## START Text excerpt
Thursday, June 24, 2010



According to Wiki...Kimchi is a traditional Korean fermented dish made of vegetables with varied seasonings.
It is most commonly made with napa cabbage and other vegetables such as radish, green onion, chive, and cucumber.
Kimchi is the most common banchan, or side dish, in Korean cuisine.
So here's Gisela's Mexican Version of Kimchi
(I don't want to offend anyone with this recipe since I know there are over 100 different recipes so here's mine)


Napa Cabbage
spring onions 
Fish Sauce
Chilli Powder
Sea Salt

Wash the Cabbage and cut it or separate the leaves
Slice the Radish, and chop the onions, garlic and ginger.
In a Large bowl or cacerole put the watter and salt and then put the cabbage and let rest in for 5 to 7 days (in the freezer
or if you are in a cold water it can stay outside,,,covered ofcourse!)
After those 5 to 7 days take it out and put a layer of cabagge, garlic, chilli powder, onion, ginger, fish sauce, radish
and so on until you finish with all the ingredients and it has to go back to the freezer for 2 to 3 days more.
Then you can take it out and enjoy!! :)

It has to look like this...

-Gisela V.

ps. Check this put ;)


  1. Hola, Gisela.
    Since you are interested in Korean food, I recommend you to check the following websites for recipes.
## END Text excerpt
## START Given data
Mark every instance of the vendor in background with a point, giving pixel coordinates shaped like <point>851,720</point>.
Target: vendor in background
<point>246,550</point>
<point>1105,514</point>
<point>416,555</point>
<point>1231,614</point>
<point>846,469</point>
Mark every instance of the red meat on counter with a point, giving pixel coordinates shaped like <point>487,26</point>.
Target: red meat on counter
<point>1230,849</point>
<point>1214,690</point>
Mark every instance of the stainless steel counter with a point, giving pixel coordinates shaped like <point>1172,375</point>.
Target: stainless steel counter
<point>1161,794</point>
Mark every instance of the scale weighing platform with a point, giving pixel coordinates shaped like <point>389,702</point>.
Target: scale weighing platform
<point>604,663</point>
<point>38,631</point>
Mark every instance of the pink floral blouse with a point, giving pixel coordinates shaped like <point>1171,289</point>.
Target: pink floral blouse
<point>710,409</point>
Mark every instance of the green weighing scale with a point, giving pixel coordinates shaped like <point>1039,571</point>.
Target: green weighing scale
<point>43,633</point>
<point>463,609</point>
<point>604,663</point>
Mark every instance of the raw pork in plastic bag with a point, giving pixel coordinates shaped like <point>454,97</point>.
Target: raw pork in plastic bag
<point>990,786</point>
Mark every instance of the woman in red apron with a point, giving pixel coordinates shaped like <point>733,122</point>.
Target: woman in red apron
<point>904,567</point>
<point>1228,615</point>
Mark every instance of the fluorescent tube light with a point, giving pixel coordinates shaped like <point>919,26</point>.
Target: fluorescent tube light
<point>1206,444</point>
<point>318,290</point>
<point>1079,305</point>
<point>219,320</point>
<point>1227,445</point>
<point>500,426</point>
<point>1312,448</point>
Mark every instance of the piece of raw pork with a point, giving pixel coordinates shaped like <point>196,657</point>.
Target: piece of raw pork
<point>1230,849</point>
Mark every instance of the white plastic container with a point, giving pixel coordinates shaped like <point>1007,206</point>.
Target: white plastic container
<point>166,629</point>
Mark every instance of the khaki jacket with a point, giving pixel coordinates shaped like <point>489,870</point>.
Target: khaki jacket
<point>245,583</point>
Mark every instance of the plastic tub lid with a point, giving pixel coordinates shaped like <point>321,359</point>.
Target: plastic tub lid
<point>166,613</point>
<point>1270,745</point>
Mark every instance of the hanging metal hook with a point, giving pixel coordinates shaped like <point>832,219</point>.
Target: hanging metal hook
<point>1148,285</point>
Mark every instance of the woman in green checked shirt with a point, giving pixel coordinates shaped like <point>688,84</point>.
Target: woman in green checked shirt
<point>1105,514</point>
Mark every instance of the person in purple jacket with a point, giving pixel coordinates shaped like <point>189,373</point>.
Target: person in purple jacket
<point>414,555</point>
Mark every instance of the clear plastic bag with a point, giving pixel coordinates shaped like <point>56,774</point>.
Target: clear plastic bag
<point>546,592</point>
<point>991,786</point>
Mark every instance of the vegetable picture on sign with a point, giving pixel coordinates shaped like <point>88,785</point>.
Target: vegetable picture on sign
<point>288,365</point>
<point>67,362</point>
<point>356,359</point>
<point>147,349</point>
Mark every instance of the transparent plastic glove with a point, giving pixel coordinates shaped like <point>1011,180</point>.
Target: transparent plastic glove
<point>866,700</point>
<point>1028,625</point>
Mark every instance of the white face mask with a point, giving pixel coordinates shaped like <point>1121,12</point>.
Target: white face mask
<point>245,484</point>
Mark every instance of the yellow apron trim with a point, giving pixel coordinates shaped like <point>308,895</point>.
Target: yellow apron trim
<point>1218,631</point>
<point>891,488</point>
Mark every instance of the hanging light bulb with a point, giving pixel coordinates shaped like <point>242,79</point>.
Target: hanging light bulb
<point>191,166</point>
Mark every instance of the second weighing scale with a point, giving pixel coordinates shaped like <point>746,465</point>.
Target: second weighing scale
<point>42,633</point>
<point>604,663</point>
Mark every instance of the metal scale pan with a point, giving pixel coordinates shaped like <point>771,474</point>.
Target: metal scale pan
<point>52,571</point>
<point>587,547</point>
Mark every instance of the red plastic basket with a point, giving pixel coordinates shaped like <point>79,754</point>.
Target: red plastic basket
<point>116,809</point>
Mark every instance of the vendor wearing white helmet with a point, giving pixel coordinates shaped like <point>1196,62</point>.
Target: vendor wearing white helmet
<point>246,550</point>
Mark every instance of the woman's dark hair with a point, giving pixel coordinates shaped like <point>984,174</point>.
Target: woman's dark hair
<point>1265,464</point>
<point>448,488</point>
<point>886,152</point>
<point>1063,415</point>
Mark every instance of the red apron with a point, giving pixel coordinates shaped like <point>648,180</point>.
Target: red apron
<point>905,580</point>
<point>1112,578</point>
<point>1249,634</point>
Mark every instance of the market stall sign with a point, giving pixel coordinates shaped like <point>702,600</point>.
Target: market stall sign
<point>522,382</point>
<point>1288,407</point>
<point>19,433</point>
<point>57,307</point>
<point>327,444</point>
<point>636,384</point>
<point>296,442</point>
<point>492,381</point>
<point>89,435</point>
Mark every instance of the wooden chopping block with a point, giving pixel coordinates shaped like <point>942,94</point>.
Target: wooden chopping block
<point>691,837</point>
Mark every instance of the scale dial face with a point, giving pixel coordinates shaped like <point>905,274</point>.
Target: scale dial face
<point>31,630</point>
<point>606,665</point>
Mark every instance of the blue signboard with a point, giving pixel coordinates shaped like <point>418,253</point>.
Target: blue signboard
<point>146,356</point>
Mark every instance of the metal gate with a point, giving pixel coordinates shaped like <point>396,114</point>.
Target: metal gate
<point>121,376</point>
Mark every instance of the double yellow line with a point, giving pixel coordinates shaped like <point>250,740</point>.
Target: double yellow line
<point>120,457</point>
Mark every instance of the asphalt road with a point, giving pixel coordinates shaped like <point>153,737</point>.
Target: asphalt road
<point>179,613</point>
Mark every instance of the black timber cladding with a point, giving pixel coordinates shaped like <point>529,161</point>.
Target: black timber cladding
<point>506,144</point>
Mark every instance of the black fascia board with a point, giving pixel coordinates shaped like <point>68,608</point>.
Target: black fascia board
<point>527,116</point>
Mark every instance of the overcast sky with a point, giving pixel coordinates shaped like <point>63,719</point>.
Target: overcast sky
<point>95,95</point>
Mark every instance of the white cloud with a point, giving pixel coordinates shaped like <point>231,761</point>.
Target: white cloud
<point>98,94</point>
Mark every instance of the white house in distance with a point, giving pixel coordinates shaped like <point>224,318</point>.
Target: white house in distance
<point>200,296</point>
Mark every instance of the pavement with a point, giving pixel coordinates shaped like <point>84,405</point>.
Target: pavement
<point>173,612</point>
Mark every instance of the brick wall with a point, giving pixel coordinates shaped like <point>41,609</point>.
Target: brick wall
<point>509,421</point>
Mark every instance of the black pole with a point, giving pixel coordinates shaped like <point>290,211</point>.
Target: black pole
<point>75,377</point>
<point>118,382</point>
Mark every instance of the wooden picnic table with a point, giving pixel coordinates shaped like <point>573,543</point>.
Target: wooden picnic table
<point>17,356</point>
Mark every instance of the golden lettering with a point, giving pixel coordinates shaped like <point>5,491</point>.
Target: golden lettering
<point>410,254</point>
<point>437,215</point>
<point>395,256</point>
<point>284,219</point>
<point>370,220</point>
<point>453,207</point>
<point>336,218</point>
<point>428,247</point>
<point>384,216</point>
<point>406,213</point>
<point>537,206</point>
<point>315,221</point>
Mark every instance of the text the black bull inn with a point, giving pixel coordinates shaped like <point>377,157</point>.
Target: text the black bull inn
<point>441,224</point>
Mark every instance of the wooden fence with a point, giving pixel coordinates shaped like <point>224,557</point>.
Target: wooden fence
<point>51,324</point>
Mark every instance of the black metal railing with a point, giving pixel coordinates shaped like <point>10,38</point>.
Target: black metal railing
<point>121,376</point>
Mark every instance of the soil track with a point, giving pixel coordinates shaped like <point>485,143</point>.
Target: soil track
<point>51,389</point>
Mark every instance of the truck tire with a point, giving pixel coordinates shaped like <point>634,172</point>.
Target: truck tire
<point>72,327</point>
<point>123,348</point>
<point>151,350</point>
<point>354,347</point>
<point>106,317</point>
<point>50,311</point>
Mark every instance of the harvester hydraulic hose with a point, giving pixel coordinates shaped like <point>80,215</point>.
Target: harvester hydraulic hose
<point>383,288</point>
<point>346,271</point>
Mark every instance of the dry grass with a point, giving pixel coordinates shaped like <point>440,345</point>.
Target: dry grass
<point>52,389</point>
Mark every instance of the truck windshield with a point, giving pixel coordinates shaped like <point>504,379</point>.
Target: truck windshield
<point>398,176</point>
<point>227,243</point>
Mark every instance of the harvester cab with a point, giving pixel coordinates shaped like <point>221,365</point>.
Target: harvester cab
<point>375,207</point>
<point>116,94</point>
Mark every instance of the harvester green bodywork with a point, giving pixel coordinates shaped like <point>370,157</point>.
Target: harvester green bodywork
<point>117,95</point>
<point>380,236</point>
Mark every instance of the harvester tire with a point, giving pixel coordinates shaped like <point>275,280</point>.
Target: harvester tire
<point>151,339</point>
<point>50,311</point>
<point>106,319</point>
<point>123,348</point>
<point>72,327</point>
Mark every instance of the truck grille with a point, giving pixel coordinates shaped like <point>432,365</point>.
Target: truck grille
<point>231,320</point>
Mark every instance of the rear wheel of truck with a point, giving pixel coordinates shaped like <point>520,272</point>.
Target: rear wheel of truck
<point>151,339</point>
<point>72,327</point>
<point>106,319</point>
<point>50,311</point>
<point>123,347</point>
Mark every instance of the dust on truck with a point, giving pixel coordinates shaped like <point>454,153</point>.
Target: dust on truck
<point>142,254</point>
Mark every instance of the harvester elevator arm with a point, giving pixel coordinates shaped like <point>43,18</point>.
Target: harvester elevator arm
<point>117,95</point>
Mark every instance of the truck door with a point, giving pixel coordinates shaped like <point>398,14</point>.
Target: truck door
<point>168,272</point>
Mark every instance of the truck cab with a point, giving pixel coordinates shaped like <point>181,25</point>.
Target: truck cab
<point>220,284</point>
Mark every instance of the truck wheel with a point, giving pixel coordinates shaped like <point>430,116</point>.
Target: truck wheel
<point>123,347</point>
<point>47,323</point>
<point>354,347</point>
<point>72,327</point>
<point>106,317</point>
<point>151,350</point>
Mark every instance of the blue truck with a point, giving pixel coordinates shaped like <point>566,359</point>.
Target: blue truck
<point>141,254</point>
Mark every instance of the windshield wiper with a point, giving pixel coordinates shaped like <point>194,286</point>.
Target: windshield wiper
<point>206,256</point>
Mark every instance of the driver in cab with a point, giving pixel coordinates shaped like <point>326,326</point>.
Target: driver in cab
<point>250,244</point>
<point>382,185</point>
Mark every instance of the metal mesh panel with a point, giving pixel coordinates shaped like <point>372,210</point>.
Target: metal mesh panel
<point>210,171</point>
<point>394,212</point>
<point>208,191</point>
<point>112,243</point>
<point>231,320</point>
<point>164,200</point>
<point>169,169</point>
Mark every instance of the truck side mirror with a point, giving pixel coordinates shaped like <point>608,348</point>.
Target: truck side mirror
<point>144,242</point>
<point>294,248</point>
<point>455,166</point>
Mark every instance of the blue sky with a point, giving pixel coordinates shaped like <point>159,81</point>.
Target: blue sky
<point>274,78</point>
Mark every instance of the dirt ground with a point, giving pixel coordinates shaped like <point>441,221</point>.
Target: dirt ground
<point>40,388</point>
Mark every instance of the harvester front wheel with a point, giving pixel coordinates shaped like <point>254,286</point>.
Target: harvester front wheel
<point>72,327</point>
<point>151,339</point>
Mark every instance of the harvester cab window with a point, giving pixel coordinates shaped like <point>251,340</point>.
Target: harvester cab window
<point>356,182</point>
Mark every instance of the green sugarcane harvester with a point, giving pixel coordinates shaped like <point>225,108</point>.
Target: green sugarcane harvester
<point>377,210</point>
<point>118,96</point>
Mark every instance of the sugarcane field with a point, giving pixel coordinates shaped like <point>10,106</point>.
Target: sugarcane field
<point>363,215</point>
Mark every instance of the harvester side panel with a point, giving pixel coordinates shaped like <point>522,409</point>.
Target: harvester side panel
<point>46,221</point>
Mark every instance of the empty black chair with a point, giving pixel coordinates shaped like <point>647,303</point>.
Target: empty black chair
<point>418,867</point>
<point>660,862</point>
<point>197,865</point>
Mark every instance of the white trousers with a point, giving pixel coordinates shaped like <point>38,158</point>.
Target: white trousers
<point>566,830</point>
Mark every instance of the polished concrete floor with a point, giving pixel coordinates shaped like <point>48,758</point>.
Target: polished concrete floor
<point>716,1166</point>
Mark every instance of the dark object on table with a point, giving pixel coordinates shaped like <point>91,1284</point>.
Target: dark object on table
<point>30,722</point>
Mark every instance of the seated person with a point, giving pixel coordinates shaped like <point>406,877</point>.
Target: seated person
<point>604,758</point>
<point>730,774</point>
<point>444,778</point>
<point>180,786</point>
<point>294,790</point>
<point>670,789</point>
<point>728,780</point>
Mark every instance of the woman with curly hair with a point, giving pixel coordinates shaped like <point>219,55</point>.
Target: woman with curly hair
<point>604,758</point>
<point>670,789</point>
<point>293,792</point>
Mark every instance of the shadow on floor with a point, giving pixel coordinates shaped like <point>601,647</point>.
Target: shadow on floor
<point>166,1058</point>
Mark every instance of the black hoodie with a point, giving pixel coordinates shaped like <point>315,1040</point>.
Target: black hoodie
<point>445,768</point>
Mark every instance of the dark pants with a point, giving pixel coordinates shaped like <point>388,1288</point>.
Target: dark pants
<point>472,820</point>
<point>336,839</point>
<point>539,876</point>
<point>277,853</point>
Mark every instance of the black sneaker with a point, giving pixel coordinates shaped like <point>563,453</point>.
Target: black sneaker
## END Given data
→ **Written instruction**: Can you return the entire kimchi recipe post word for word, with nothing altered? Leave the rows out of this entirely.

→ **Exercise response**:
Thursday, June 24, 2010



According to Wiki...Kimchi is a traditional Korean fermented dish made of vegetables with varied seasonings.
It is most commonly made with napa cabbage and other vegetables such as radish, green onion, chive, and cucumber.
Kimchi is the most common banchan, or side dish, in Korean cuisine.
So here's Gisela's Mexican Version of Kimchi
(I don't want to offend anyone with this recipe since I know there are over 100 different recipes so here's mine)


Napa Cabbage
spring onions 
Fish Sauce
Chilli Powder
Sea Salt

Wash the Cabbage and cut it or separate the leaves
Slice the Radish, and chop the onions, garlic and ginger.
In a Large bowl or cacerole put the watter and salt and then put the cabbage and let rest in for 5 to 7 days (in the freezer
or if you are in a cold water it can stay outside,,,covered ofcourse!)
After those 5 to 7 days take it out and put a layer of cabagge, garlic, chilli powder, onion, ginger, fish sauce, radish
and so on until you finish with all the ingredients and it has to go back to the freezer for 2 to 3 days more.
Then you can take it out and enjoy!! :)

It has to look like this...

-Gisela V.

ps. Check this put ;)


  1. Hola, Gisela.
    Since you are interested in Korean food, I recommend you to check the following websites for recipes.